Что же касается рекомендаций голландского чемпиона в книге “The Complete Book of Bols Bridge Tips”, то там было не все в порядке. В общем виде его рекомендация звучала следующим образом: “Expect a missing high card to be held by the opponent possessing the most worthless low card in that suit”. Один из примеров, который он приводит, – это когда у противников в масти имеются КД2 и вы ходите тузом, который выбивает онёра и двойку. Автор считает, что второй онёр принадлежит тому игроку, который снес двойку (самую маленькую карту). Здесь автор прав (если, конечно, после того как вы пошли тузом, у вас осталась еще хотя бы одна карта в этой масти). В этом случае, правда, пример голландского бриджиста является одной из модификаций известного принципа ограниченного выбора Теренса Риза (Terence Reese) и очень близок к его примерам.
Еще в одном своем примере Max Rebattu обсуждает следующую ситуацию. Вы, как разыгрывающий, имеете в масти карты ТКД3, а на столе – 45. На ваши три хода старшими картами в этой масти противники сносят по три карты каждый. Автор утверждает, что тот из противников, кто снес самую маленькую карту в масти (то есть двойку), имеет недостающую тринадцатую карту с шансами 4 к 7 (то есть с вероятностью 57 процентов). Судя по тому, какие рекомендации дает автор, он относит эти 57 процентов не к «средней» ситуации, а к каждой конкретной раздаче.

■ Материал ■
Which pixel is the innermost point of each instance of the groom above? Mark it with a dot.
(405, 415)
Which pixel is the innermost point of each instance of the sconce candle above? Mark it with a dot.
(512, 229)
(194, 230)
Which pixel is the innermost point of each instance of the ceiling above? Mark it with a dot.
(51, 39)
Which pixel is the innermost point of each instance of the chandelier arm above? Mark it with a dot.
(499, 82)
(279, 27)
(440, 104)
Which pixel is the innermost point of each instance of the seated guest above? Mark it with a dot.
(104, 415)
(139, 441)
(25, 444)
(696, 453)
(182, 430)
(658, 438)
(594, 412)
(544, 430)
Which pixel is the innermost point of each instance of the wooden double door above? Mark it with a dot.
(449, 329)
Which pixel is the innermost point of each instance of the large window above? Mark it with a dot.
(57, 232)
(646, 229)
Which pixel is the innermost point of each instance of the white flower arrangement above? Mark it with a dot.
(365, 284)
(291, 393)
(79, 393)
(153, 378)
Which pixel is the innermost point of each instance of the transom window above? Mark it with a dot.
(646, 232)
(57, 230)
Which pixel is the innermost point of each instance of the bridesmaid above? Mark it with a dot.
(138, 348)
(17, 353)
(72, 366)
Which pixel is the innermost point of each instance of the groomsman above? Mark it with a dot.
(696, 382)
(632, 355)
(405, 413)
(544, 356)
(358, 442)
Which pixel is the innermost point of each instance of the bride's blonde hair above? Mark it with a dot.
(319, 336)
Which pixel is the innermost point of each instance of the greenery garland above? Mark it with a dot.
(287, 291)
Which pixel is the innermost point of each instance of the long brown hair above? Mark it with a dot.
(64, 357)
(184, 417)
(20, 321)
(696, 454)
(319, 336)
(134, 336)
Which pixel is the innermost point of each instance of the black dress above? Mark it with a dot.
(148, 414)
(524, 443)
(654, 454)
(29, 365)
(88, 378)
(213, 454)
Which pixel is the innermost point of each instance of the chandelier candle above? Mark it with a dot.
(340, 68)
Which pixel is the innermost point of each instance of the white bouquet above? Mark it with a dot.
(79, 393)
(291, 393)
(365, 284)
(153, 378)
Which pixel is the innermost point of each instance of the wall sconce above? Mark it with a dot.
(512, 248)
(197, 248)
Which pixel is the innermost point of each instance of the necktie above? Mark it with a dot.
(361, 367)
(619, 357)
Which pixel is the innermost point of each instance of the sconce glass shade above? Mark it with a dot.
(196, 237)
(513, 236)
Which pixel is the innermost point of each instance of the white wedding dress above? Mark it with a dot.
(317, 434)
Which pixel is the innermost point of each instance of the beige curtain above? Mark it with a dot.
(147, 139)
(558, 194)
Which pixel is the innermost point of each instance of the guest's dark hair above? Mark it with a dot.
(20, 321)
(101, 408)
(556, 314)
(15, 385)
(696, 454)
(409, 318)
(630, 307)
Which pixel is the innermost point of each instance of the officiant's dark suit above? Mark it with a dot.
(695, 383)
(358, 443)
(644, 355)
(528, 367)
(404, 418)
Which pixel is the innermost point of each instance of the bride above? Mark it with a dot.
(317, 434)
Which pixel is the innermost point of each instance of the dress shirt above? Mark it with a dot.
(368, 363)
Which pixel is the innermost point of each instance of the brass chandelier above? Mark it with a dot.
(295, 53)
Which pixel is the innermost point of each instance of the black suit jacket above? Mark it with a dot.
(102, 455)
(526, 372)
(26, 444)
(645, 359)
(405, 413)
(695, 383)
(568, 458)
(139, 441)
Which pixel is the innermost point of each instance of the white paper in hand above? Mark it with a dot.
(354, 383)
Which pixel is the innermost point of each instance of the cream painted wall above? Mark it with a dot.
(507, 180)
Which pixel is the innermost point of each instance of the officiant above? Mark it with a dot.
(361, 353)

■ Задания ■
a: Переведите на английский язык предложение из текста о бридже: «На ваши три хода старшими картами в этой масти противники сносят по три карты каждый».
b: С какими шансами, по утверждению автора в тексте о бридже, недостающую тринадцатую карту имеет противник, который снес двойку?

■ Результаты заданий ■
a: On your three leads of high cards in this suit, the opponents each follow with three cards.

b: С шансами 4 к 7, то есть с вероятностью 57 процентов.